#### SHORT EXERCISE 1
Transcribe the passage of the NAS review that begins with the words "February 4th, 2016" and ends with "My Cloud EX2100.".
#### SHORT EXERCISE 2
In the NAS review, which processor powers the EX4100?
# Start of SELECTED TEXT
February 4th, 2016 by Ed Hardy
WD My Cloud EX4100 Review
WD created the My Cloud EX line for prosumers who want network-attached storage (NAS) that can be accessed from many different types of computers, including tablets and phones. The newest addition, the EX4100, can hold up to 24TB in four drive bays. It is powered by a Marvell ARMADA 388 1.6 GHz dual-core processor with 2GB of DDR3 RAM -- the amount of RAM can't be increased. This is an improvement over the 1.3GHz Marvel processor and 1GB of RAM in the dual-bay My Cloud EX2100.
This NAS supports 3.5-inch WD Red drives that are available in 2TB, 3TB, 4TB, 5TB, and 6TB capacities. It is sold diskless, or with drives pre-installed in 8TB, 16TB, and 24TB capacities. The drive bays are hot swappable, with no tools required. The PC and Mac My Cloud applications allow users to drag and drop files, manage their content, and share links to photos, videos or folders via email. The Android and iOS apps allow users to access their files from phones and tablets. In addition, the EX4100 can be used with WD TV Live, Xbox 360, PlayStation 3, Windows 8, connected TVs, Blu-ray players and digital picture frames. It supports UPnP AV Media server (Twonky), DLNA, and iTunes Server.
# End of SELECTED TEXT
# Start of RECORDED DATA
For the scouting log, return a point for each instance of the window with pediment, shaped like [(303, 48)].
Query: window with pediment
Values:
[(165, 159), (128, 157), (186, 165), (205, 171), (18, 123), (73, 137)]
# End of RECORDED DATA
#### TASK ANSWER 1
February 4th, 2016 by Ed Hardy
WD My Cloud EX4100 Review
WD created the My Cloud EX line for prosumers who want network-attached storage (NAS) that can be accessed from many different types of computers, including tablets and phones. The newest addition, the EX4100, can hold up to 24TB in four drive bays. It is powered by a Marvell ARMADA 388 1.6 GHz dual-core processor with 2GB of DDR3 RAM -- the amount of RAM can't be increased. This is an improvement over the 1.3GHz Marvel processor and 1GB of RAM in the dual-bay My Cloud EX2100.

#### TASK ANSWER 2
A Marvell ARMADA 388 1.6 GHz dual-core processor.